Pins Can Be Fun: Brooches

Vivian Yongewa
4 min readJan 29, 2024

The Cheddar Brooch, From The Museum of Somerset, Recently Recovered

Capes, we can all agree, are cool. So are shawls or scarfs. But how do you get them to stay in place?

Brooches: The Jewelry

Brooches are a classic example of jewelry being made from necessity and lasting as long they are needed. Metal pins to hold clothes in place first showed up in the bronze age, and these became the brooches that are a staple of Anglo-Saxon, Celtic, and Viking-era graves. The Cheddar Brooch that is depicted above is from Alfred the Great’s reign, and three brooches were found in a grave in Germany that dates back to 300 to 400 BC. A pretty neat square brooch that was discovered recently dates back to 1250 to 1400. (AD- so about 600 to 800 years ago.)

Their ubiquity is kind of inevitable. If you are living in the ancient and medieval times, you don’t want to put a permanent hole in the cloak that you paid nearly a third of your yearly income to get your hands on. You need the folds to hang just right, and you need the darn thing to stay on your shoulders in order to do its job. However, buttons wouldn’t be invented for a thousand years. (In the 1500’s, in fact,) and you already have tied everything that can be tied, including your underwear, which is being held up by a string called a brail. (I think that’s how it’s spelled. I know I spelled it right when Magda confronts Brynhild with Karl’s braies in ‘The Crimes Along the Arunder.’ But maybe I’ve forgotten the spelling since.)

Design

The standard design for the Anglo-Saxons and Celts, into the early Middle Ages, was the penannular. A pin tucked behind a metal ring with a small gap in it. You moved the pin behind the gap, stuck the pin through the cloth in the way you wanted it to hang, and then twisted the pin from the gap. Think safety pin with a front. To unpin it, you twisted the pin back to the gap and slipped it off the cloth.

A similar idea from Celtic times used a pin with no ring. All sorts of shapes could be closed over the pins: two-headed shapes called dragon-esque, heads, goddesses, horses, you name it. These designs are called ‘long’ designs because they form horizontal lines, as opposed to the more common ‘circular’ designs that came with the penannular brooches.

These rings could come in a variety of materials and looks. Alfred the Great would have gold and silver brooches. Poorer folks would have iron, copper alloy, bronze, and tin.

Uses

And everyone had a couple of these brooches. Women wore matching pairs of them, one on each shoulder, and men wore one on their left shoulder.

→ Stated problem A
Quote the article on brooches word for word, starting with "Pins Can Be" and going on through "stay in place?".

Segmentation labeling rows

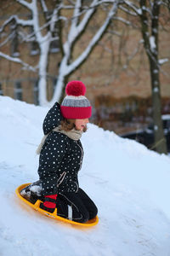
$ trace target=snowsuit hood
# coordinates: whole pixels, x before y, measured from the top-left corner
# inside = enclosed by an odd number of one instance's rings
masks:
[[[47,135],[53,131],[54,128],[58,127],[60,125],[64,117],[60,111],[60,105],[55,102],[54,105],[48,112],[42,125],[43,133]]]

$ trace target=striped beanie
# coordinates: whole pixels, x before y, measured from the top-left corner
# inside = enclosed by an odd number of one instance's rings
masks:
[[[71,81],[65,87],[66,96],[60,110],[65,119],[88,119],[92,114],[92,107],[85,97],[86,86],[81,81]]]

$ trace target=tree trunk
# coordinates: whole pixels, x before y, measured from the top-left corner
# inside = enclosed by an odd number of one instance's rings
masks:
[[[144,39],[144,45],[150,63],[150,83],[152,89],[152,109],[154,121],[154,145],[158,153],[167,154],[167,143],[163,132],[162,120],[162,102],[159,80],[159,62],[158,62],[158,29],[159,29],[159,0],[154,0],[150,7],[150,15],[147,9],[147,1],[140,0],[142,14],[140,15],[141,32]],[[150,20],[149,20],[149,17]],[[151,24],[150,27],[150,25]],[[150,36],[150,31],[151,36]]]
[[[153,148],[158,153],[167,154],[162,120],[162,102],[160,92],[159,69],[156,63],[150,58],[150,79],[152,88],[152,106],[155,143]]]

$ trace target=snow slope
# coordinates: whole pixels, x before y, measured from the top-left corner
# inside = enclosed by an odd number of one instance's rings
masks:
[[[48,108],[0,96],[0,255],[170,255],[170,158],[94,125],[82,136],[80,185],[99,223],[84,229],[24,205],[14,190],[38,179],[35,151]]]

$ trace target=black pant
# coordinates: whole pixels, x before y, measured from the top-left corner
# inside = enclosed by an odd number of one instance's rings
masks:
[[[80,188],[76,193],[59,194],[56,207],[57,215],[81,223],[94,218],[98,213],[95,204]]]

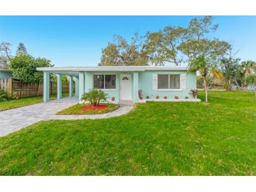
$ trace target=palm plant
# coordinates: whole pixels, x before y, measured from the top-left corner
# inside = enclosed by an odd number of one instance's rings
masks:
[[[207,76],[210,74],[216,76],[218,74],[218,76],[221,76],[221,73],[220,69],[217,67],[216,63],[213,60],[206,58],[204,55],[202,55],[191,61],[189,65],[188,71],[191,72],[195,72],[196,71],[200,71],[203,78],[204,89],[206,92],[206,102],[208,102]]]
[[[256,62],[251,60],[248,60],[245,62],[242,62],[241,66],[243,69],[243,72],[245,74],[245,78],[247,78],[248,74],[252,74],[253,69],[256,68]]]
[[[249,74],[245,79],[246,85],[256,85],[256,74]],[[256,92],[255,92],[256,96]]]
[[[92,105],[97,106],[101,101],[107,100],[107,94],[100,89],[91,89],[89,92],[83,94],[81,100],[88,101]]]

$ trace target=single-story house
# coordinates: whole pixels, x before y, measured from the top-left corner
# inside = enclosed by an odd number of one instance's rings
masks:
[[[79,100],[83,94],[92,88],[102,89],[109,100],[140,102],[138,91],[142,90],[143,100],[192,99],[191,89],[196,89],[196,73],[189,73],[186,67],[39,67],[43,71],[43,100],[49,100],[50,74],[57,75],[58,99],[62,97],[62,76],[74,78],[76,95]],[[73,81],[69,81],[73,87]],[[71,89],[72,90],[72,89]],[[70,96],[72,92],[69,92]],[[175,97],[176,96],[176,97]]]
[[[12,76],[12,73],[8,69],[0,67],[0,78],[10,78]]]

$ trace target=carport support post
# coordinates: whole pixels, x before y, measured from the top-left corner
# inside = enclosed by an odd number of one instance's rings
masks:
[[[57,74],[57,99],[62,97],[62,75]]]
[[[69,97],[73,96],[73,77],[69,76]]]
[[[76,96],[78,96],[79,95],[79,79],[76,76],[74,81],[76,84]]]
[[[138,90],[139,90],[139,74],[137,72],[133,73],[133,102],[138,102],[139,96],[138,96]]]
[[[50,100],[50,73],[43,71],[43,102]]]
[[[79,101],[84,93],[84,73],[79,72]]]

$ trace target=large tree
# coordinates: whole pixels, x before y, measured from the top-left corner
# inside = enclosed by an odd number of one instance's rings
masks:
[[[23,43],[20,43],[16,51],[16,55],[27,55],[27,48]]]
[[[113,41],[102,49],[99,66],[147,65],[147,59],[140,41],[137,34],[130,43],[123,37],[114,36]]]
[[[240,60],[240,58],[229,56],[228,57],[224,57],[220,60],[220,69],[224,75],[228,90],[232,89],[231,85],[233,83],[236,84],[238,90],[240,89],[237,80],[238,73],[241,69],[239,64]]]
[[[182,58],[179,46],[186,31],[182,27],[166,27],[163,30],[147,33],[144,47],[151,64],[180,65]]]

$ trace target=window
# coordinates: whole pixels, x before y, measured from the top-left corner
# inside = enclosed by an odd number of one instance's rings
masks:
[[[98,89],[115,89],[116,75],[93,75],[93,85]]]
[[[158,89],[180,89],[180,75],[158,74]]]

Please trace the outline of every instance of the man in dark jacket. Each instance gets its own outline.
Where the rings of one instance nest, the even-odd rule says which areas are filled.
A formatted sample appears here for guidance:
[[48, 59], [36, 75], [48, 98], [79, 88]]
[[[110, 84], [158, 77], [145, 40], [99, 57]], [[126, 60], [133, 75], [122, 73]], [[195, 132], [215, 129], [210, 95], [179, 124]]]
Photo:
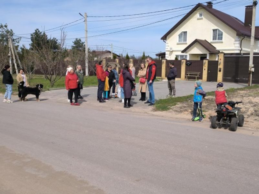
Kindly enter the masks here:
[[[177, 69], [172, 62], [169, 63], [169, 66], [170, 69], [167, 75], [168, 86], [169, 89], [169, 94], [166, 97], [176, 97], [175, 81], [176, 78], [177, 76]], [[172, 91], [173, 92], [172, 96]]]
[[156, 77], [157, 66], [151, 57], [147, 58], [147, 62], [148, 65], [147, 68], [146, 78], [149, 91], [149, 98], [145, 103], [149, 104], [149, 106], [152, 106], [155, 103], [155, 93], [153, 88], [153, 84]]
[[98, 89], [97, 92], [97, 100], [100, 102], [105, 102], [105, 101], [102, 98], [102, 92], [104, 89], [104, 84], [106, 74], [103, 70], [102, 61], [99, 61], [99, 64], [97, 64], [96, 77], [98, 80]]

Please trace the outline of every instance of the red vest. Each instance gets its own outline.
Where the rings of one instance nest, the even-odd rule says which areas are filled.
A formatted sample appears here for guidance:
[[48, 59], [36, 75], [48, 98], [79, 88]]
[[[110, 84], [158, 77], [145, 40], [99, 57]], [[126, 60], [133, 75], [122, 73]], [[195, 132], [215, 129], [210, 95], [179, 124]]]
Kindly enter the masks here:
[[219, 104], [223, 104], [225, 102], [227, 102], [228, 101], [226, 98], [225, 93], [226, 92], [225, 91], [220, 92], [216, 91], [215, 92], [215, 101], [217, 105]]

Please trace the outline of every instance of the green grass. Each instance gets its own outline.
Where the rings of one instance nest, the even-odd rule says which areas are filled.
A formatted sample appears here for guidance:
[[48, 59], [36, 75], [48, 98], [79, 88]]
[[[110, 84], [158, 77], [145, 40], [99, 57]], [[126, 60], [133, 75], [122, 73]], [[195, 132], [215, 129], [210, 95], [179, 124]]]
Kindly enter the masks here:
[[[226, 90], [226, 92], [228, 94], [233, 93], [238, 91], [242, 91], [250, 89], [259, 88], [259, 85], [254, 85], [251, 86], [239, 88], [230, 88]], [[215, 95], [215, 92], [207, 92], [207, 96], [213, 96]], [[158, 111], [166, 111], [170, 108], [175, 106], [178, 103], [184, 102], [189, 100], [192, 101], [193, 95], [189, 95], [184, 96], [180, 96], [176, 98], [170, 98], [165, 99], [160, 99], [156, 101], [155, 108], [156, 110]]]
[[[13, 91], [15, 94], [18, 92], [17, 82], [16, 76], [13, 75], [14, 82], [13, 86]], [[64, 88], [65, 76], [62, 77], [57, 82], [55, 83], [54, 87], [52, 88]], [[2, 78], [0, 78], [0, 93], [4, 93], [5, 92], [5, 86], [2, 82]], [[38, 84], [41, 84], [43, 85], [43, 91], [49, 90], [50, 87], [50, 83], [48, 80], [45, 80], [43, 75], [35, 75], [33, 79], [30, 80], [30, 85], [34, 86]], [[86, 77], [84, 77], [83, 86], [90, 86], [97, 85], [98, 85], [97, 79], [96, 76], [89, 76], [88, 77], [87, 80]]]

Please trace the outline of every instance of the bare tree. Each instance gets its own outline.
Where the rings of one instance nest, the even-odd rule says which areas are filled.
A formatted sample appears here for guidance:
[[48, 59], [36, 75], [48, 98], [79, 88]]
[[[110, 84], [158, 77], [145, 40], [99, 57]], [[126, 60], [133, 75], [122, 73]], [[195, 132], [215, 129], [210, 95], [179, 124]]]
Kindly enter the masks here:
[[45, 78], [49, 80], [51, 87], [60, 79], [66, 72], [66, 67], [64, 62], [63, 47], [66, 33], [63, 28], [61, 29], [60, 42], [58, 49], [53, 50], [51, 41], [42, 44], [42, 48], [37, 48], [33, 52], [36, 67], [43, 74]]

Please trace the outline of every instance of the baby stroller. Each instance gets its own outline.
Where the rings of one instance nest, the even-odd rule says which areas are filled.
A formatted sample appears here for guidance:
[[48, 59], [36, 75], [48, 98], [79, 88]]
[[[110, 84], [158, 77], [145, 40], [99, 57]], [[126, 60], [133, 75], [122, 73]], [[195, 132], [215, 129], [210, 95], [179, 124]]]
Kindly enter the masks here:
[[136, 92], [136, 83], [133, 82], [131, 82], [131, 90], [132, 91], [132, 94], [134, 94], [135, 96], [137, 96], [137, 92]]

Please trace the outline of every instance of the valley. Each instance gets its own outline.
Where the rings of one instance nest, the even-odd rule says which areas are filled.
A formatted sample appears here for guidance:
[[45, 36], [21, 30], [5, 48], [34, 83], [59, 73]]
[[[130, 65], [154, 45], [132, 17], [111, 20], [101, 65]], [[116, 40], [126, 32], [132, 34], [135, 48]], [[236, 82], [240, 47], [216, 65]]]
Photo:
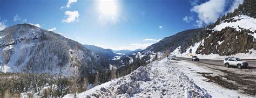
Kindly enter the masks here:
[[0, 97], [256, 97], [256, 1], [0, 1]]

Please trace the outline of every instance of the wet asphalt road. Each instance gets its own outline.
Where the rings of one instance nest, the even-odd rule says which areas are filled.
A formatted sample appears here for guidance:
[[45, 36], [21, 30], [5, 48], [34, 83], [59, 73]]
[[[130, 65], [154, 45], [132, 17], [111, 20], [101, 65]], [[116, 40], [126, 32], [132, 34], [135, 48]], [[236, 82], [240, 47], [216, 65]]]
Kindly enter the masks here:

→ Stated problem B
Lay out as a numbered list the lines of the rows, starting with the line with "trace target=black pant" and going on through the line with "[[[12,76],[12,73],[8,69],[0,67],[0,78],[10,78]]]", with blank lines left out. Leave the pictures out of your answer.

→ Exercise output A
Pins Can Be Fun: Brooches

Vivian Yongewa
4 min readJan 29, 2024

The Cheddar Brooch, From The Museum of Somerset, Recently Recovered

Capes, we can all agree, are cool. So are shawls or scarfs. But how do you get them to stay in place?

→ Exercise output B
1. $ trace target=black pant
2. # coordinates: whole pixels, x before y, measured from the top-left corner
3. # inside = enclosed by an odd number of one instance's rings
4. masks:
5. [[[80,188],[76,193],[59,194],[56,207],[57,215],[81,223],[94,218],[98,213],[95,204]]]
6. $ trace target=palm plant
7. # coordinates: whole pixels, x before y, measured from the top-left corner
8. # inside = enclosed by an odd number of one instance's rings
9. masks:
10. [[[207,76],[210,74],[216,76],[218,74],[218,76],[221,76],[221,73],[220,69],[217,67],[216,63],[213,60],[206,58],[204,55],[202,55],[191,61],[189,65],[188,71],[191,72],[195,72],[196,71],[200,71],[203,78],[204,89],[206,92],[206,102],[208,102]]]
11. [[[256,62],[251,60],[248,60],[245,62],[242,62],[241,66],[243,69],[243,72],[245,74],[245,78],[247,78],[248,74],[252,74],[253,69],[256,68]]]
12. [[[249,74],[245,79],[246,85],[256,85],[256,74]],[[256,92],[255,92],[256,96]]]
13. [[[92,105],[97,106],[101,101],[107,100],[107,94],[100,89],[91,89],[89,92],[83,94],[81,100],[88,101]]]
14. $ trace target=single-story house
15. # coordinates: whole pixels, x before y, measured from the top-left corner
16. # inside = enclosed by an odd number of one instance's rings
17. masks:
18. [[[79,100],[83,94],[92,88],[102,89],[109,100],[140,102],[138,91],[142,90],[143,100],[192,99],[191,89],[196,89],[196,73],[189,73],[186,67],[39,67],[43,71],[43,100],[49,100],[50,74],[57,75],[58,99],[62,97],[62,76],[74,78],[76,95]],[[73,81],[69,81],[73,87]],[[71,89],[72,90],[72,89]],[[70,96],[72,92],[69,92]],[[175,97],[176,96],[176,97]]]
19. [[[12,76],[12,73],[8,69],[0,67],[0,78],[10,78]]]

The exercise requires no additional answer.